* What this task involves
Can you retype only the lines from the one with "Mark the region" through the final line of the material, exactly as given?
======== Data to process ========
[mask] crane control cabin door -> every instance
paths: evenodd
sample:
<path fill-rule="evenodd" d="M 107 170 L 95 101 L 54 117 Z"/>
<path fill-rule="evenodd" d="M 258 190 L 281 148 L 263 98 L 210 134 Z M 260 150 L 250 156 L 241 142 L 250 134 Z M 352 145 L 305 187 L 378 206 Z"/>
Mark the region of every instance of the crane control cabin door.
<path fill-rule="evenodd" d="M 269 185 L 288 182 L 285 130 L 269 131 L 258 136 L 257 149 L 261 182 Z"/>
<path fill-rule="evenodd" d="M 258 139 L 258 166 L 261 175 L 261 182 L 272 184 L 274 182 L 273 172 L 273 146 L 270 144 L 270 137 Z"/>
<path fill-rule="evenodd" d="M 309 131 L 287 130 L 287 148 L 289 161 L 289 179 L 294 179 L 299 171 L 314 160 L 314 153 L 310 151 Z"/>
========
* Written response
Mark the region of every instance of the crane control cabin door.
<path fill-rule="evenodd" d="M 269 185 L 288 182 L 285 130 L 269 131 L 258 136 L 257 149 L 261 182 Z"/>
<path fill-rule="evenodd" d="M 258 139 L 258 166 L 261 175 L 261 182 L 272 184 L 274 182 L 273 172 L 273 146 L 270 144 L 270 137 Z"/>
<path fill-rule="evenodd" d="M 309 131 L 287 130 L 287 148 L 289 161 L 289 179 L 294 179 L 299 171 L 314 160 L 314 153 L 310 151 Z"/>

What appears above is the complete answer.